BEGIN RECORDS SUPPLIED
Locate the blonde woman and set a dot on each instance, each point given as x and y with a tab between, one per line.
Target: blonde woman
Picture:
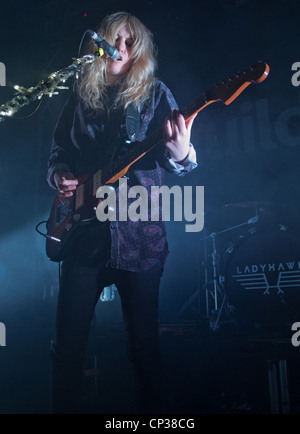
92	132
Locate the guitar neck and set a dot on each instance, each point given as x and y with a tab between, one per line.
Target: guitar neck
225	91
138	149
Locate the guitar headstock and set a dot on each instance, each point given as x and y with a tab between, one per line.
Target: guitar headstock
228	89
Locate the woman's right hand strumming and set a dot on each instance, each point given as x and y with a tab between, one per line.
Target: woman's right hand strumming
66	183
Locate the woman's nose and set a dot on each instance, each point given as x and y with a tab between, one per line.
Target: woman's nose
120	45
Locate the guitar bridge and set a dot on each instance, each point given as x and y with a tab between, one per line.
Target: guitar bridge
97	181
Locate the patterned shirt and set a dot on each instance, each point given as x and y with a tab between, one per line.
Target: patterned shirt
83	141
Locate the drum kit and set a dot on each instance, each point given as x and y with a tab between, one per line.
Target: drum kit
251	267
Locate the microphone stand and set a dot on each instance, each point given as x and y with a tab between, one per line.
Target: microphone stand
45	87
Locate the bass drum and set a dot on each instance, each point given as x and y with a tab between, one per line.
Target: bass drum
262	281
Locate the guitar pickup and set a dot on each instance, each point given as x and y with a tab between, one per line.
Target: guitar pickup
97	181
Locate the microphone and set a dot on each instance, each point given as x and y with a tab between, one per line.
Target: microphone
112	52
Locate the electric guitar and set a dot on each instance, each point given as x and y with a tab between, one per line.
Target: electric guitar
65	220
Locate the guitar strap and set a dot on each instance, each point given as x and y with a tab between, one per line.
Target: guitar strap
132	121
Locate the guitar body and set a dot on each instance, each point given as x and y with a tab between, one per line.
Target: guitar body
67	220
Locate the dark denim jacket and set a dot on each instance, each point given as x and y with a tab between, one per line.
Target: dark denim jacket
84	142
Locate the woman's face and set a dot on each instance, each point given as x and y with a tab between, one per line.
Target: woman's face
118	68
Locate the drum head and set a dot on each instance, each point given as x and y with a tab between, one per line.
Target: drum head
262	281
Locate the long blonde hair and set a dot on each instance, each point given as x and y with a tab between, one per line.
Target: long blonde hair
137	83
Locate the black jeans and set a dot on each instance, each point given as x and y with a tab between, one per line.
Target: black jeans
80	289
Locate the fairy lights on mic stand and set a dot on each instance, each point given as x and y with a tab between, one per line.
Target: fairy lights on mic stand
48	86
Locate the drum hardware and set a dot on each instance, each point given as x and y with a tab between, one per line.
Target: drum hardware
217	291
214	288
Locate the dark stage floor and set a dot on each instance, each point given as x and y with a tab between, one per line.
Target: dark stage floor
208	372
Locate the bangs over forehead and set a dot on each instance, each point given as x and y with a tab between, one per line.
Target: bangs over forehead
140	34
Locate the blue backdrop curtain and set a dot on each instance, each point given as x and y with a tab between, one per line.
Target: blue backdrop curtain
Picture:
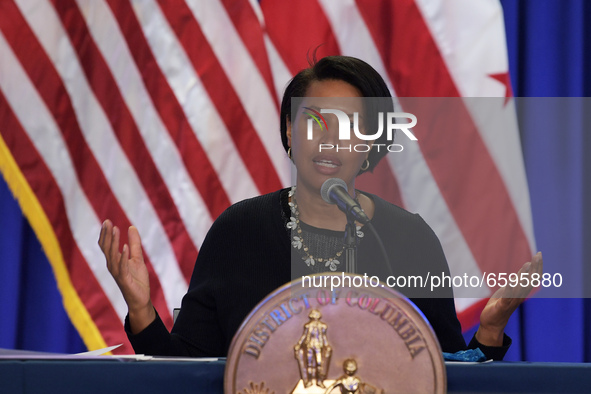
549	45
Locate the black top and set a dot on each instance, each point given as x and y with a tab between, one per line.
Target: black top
246	255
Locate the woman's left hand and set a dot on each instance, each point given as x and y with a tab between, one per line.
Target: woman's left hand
502	304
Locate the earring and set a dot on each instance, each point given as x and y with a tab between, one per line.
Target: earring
365	165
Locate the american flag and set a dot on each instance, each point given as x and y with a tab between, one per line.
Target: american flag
162	113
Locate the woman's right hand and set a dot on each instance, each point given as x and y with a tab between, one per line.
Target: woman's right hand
130	273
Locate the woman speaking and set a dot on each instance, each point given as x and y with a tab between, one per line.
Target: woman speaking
259	244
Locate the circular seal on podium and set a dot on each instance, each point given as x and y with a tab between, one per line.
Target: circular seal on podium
310	337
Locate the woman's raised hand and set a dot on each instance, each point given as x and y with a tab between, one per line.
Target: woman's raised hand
502	304
130	273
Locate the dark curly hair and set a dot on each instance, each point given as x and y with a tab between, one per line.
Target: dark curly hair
355	72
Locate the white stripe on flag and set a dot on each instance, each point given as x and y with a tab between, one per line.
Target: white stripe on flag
163	151
47	139
108	153
202	115
245	78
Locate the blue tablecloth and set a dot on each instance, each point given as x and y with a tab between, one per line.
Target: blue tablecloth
113	376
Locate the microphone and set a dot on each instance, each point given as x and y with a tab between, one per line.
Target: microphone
334	191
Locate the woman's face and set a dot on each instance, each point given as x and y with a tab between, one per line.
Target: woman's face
314	159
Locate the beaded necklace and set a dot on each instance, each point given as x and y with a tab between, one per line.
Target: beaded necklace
299	244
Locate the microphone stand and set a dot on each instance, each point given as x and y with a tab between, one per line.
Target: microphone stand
350	245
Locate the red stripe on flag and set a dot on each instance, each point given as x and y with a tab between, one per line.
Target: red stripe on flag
222	94
381	182
461	164
247	24
298	32
43	184
47	81
107	93
171	112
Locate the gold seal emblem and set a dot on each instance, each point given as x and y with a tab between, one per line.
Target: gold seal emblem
309	339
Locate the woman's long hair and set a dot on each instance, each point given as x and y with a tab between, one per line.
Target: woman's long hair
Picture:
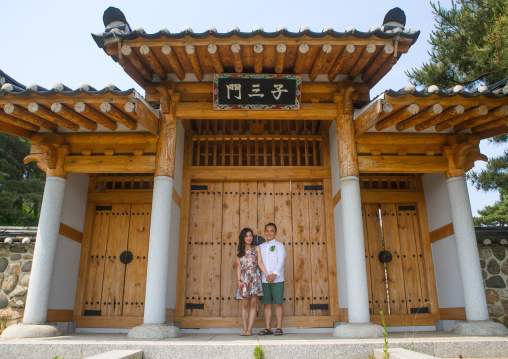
241	241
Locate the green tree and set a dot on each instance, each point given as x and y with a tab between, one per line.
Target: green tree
469	45
22	185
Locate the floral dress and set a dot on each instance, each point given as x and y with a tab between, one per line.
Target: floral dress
250	275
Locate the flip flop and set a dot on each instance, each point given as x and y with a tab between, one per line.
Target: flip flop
266	332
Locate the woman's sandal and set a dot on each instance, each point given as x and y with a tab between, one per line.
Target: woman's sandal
266	332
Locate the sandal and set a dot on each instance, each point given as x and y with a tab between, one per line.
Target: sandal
266	332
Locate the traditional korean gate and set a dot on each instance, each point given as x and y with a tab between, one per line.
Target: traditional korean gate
218	212
395	264
118	260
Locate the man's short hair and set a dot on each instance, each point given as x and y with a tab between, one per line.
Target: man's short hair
271	224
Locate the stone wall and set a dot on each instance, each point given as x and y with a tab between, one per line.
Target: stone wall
15	267
494	263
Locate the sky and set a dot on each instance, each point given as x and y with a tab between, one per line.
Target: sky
49	41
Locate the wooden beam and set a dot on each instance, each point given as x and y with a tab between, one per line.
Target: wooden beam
303	49
474	112
423	116
367	53
326	49
343	57
379	60
443	116
205	111
492	115
14	121
14	130
146	118
369	117
215	58
62	110
397	117
281	56
110	164
194	61
70	233
251	173
43	112
236	49
20	112
85	110
441	232
129	54
155	65
118	116
403	164
173	61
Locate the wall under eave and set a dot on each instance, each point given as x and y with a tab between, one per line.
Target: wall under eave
66	266
337	215
175	220
444	251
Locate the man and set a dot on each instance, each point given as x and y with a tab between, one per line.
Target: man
273	254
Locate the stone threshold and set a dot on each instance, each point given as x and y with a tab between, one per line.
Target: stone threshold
290	346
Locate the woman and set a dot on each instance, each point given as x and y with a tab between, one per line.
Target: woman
248	264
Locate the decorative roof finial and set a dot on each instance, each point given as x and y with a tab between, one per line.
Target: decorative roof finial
114	18
394	18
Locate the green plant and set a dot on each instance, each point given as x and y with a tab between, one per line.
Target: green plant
258	352
385	335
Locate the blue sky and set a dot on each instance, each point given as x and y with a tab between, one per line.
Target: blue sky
49	41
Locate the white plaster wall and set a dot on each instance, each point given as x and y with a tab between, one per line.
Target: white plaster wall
76	191
180	139
340	256
66	266
173	256
444	251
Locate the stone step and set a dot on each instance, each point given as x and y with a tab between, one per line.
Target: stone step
119	354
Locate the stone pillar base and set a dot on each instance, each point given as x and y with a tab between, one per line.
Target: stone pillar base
479	327
30	331
358	330
154	332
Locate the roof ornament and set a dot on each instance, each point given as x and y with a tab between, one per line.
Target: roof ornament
395	18
114	18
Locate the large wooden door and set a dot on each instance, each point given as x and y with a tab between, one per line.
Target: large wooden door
118	259
397	281
220	210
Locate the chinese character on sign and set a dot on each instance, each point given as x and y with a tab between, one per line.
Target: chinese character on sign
235	87
256	89
278	91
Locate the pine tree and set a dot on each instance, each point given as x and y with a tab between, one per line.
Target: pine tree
469	45
22	185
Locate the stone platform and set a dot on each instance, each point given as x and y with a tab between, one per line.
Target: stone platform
291	346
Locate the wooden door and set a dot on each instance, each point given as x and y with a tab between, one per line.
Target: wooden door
298	210
394	259
118	260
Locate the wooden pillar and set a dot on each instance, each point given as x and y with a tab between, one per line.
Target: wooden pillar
356	273
160	226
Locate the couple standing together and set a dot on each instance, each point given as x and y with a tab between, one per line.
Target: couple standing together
268	258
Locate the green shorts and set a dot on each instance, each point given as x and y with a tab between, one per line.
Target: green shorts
273	293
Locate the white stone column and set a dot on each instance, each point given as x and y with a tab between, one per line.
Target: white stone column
36	307
467	249
158	251
356	269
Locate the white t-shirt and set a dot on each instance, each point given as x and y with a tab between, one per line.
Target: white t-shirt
273	259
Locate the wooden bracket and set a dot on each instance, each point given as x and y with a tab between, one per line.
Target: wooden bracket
461	154
50	156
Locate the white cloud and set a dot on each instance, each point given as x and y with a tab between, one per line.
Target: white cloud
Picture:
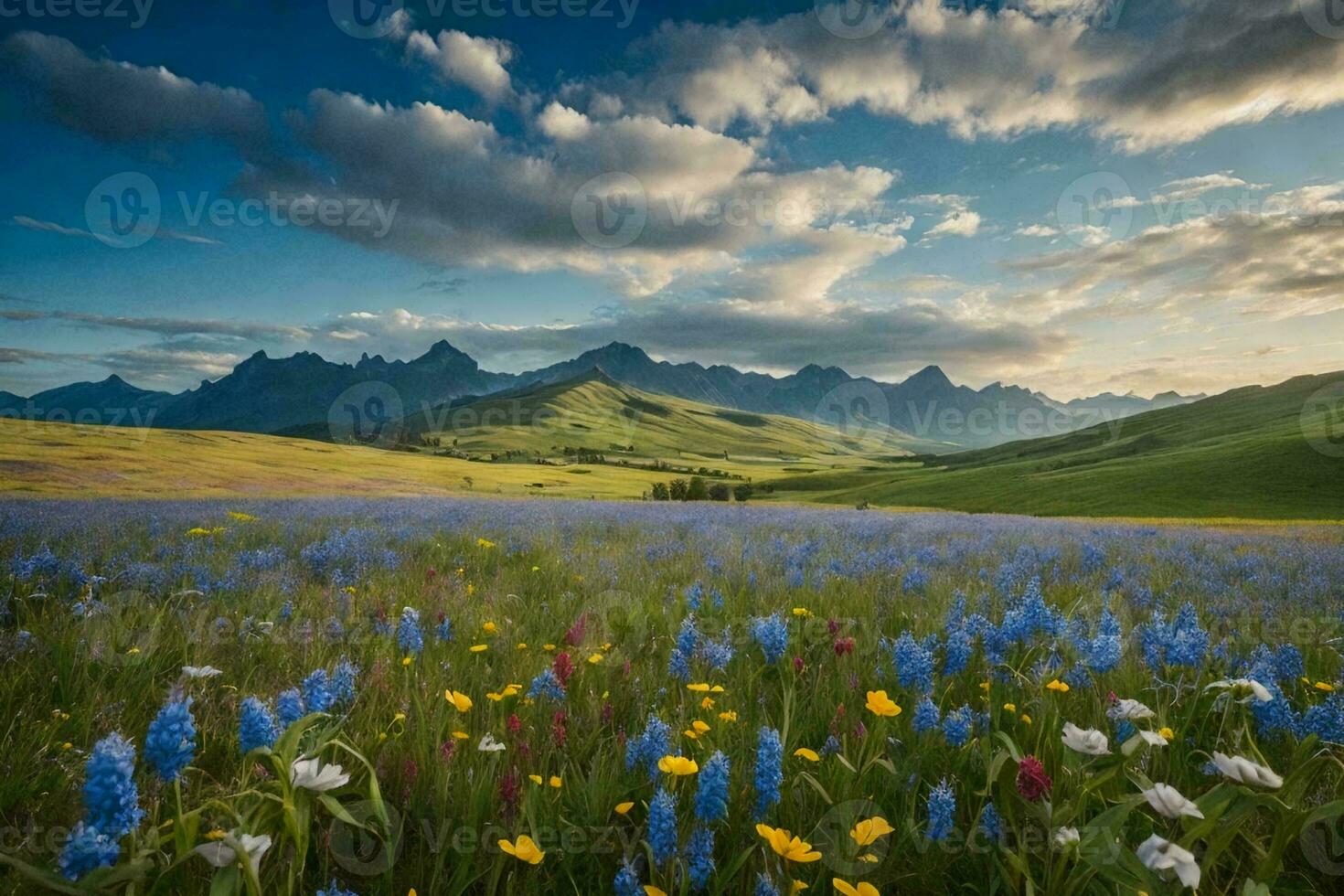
1050	63
460	58
123	102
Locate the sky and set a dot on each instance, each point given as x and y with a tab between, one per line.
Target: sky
1070	195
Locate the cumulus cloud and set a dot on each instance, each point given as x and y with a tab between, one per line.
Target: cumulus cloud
471	197
1280	260
479	63
123	102
983	73
882	341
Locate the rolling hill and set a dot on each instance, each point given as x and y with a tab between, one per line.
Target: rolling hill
62	461
1254	452
593	412
297	394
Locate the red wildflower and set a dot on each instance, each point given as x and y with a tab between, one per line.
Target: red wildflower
563	667
509	792
574	635
558	731
1032	781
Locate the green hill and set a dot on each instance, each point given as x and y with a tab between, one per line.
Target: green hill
595	414
1253	452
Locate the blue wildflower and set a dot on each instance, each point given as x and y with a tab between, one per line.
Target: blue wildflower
171	741
677	666
112	801
912	663
957	650
711	795
955	727
651	746
256	726
409	635
699	856
546	684
317	696
943	805
687	637
1326	720
914	581
289	707
663	827
628	880
718	653
86	849
926	716
769	770
772	633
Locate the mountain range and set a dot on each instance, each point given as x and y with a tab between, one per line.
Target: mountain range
296	394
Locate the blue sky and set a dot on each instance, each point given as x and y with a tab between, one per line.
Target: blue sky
1075	195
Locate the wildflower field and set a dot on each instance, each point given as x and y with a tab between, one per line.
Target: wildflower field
460	696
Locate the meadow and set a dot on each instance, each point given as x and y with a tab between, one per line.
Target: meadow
457	695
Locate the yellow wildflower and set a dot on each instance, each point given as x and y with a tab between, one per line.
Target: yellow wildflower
867	830
786	845
523	849
880	704
677	766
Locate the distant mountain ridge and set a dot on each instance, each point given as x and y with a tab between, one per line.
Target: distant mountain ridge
297	392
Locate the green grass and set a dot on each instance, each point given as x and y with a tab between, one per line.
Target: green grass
1246	453
1243	454
595	412
611	592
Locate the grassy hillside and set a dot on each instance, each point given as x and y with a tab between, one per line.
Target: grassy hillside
594	412
60	460
1246	453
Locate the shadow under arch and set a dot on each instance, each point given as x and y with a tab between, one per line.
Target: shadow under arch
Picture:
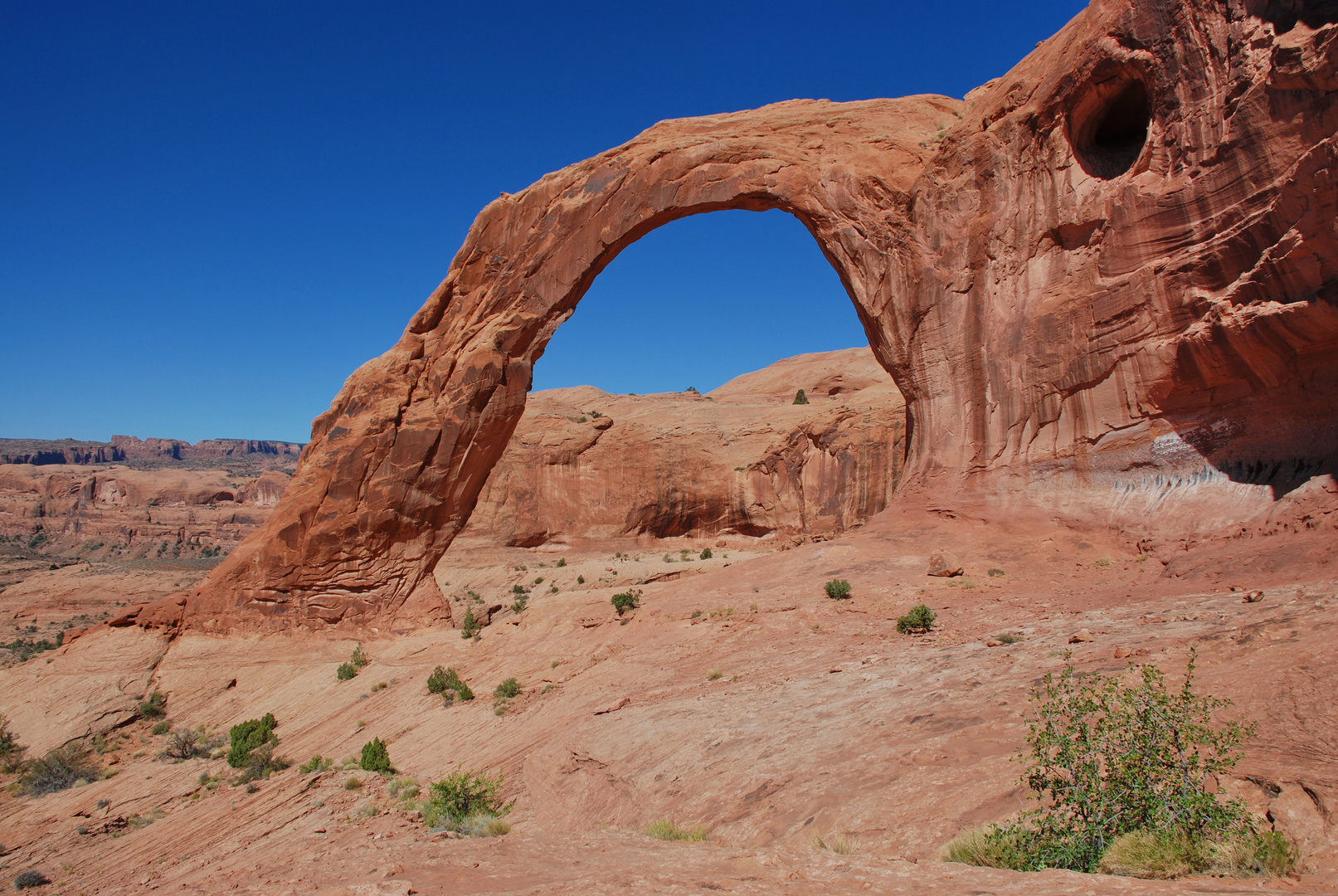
397	465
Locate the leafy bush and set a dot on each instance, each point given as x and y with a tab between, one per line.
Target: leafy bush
463	795
838	589
31	878
669	830
189	744
59	769
470	627
1108	760
359	658
11	752
626	601
249	736
377	757
449	684
154	706
316	764
918	621
260	762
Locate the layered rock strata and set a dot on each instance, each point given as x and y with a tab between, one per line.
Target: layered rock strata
1109	269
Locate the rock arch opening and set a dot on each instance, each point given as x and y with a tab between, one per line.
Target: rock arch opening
746	308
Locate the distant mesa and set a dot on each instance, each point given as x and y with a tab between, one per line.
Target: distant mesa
148	454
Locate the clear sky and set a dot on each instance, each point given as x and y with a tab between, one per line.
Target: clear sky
212	213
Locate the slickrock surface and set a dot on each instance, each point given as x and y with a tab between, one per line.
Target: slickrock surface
823	718
743	459
1109	269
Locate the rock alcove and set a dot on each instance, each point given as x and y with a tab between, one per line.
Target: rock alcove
1200	299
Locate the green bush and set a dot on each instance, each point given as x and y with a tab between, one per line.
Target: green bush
626	601
463	795
316	764
377	757
59	769
918	621
154	706
359	658
470	627
1107	760
251	736
11	752
838	589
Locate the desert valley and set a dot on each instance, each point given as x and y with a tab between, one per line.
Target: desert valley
788	635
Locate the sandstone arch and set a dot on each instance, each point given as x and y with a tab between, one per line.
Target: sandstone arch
1049	325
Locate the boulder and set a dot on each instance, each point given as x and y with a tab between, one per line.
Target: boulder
943	563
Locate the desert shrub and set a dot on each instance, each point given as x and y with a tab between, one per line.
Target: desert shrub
316	764
1165	856
449	684
470	627
154	706
838	843
260	764
31	878
59	769
670	830
629	599
11	752
189	744
463	795
377	757
918	621
249	736
1109	758
838	589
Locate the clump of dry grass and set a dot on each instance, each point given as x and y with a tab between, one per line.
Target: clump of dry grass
670	830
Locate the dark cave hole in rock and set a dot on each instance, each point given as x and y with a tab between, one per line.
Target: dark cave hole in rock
1108	130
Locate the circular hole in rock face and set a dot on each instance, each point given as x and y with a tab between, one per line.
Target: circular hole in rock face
1109	127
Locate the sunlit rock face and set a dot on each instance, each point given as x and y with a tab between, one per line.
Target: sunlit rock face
1106	275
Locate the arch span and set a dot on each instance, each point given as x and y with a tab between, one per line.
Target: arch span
395	465
1099	334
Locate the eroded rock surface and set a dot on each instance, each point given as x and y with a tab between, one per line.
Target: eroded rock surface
742	460
1109	268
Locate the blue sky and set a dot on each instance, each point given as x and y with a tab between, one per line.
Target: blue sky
212	213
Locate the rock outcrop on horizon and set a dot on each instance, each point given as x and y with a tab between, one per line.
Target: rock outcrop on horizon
740	460
1107	275
152	454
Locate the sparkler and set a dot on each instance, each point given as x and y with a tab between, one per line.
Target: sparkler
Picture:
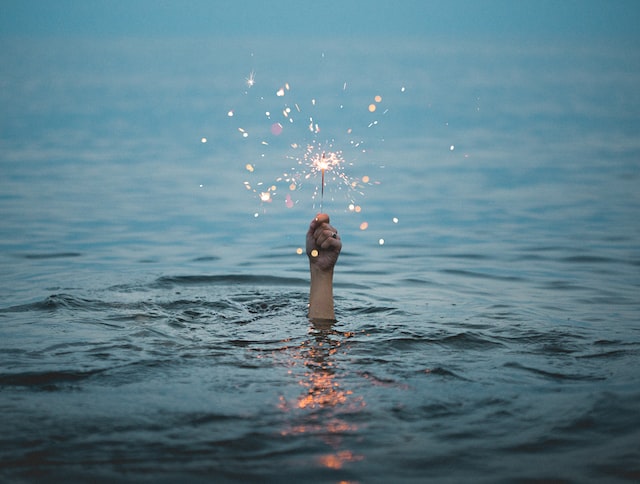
312	156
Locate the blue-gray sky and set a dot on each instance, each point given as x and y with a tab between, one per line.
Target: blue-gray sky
571	19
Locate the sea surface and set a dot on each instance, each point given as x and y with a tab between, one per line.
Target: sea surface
153	309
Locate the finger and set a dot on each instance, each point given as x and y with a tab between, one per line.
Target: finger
331	243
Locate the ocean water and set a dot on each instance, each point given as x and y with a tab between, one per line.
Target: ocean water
152	309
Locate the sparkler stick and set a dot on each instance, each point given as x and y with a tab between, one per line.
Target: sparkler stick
323	165
322	187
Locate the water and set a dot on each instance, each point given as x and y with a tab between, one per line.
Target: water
153	328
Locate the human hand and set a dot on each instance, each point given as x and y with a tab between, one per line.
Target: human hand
323	243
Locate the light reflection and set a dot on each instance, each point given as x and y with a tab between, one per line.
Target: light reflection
324	404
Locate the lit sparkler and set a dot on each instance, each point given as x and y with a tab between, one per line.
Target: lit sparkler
310	155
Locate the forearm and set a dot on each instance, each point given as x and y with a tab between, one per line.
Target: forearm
321	294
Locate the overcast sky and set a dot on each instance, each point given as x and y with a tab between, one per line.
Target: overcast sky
572	19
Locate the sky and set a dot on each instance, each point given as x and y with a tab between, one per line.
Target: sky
572	19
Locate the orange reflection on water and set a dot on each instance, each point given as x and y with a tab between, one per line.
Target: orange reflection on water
339	459
324	407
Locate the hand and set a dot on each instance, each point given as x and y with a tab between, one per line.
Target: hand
323	243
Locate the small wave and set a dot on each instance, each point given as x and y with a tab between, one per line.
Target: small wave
51	255
49	380
552	374
236	279
481	275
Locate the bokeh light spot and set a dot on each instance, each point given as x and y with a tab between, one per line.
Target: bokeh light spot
276	129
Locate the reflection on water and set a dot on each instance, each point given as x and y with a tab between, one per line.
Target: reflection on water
324	405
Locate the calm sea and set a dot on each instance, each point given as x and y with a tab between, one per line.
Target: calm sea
152	308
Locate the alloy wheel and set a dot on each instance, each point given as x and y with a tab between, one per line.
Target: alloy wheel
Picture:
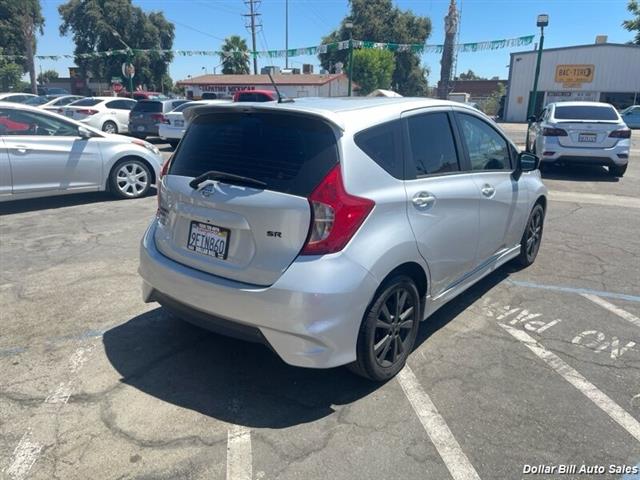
132	180
394	322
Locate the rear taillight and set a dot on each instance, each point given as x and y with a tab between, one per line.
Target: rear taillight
622	133
335	215
553	132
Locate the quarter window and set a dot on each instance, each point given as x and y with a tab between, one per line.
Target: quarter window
488	150
380	144
433	148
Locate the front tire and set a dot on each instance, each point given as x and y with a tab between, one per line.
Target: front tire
109	127
532	237
617	170
130	178
388	331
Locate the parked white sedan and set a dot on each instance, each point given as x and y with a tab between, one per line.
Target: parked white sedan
173	126
109	114
43	154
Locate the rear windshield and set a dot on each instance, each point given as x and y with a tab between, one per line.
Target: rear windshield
585	112
290	153
86	102
145	106
182	106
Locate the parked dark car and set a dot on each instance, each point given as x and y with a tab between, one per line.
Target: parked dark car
148	114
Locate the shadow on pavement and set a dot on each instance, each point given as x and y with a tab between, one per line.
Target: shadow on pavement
578	173
239	382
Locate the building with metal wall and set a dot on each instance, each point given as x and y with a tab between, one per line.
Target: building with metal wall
605	72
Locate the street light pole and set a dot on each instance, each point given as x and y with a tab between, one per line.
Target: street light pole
349	26
129	58
543	21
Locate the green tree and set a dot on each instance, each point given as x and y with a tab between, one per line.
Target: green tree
20	21
380	21
235	56
633	25
103	25
373	69
470	75
47	76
END RECORDS SUPPLIED
Only the lines from the one that contains "Locate the parked white" to the end of the entries above should be given again, exactly and in full.

▸ EXERCISE OUTPUT:
Locate the parked white sedan and set a dot on each instance, each point given as x and y with a tab between, one per line.
Target: parked white sedan
173	126
109	114
43	154
Locate the rear windshield and set a dot on each instance, each point given as x and y with a tab between, one per line.
Target: rear windshield
585	112
290	153
86	102
145	106
182	106
Locate the parked dark car and set a dot on each instance, each point given as x and y with a tab between, one per line.
Target: parked dark car
148	114
Locate the shadow on pavement and set a dot on each instance, each point given as x and y with a tab between, one per line.
Target: shadow on pavement
578	173
239	382
Locate the building with metal wall and set a dot on each instance, each point given as x and y with a tab between, one per line.
Target: building with metal wall
605	72
Locate the street light pole and set a dot on each instance, each point given as x and y with a tab between, one per line.
Target: street light pole
349	26
129	58
543	21
Locate the green tree and set a dot on each instance, each point given as x and y with a tab between, one per line.
Target: green tree
20	21
380	21
235	56
633	25
103	25
373	69
470	75
47	76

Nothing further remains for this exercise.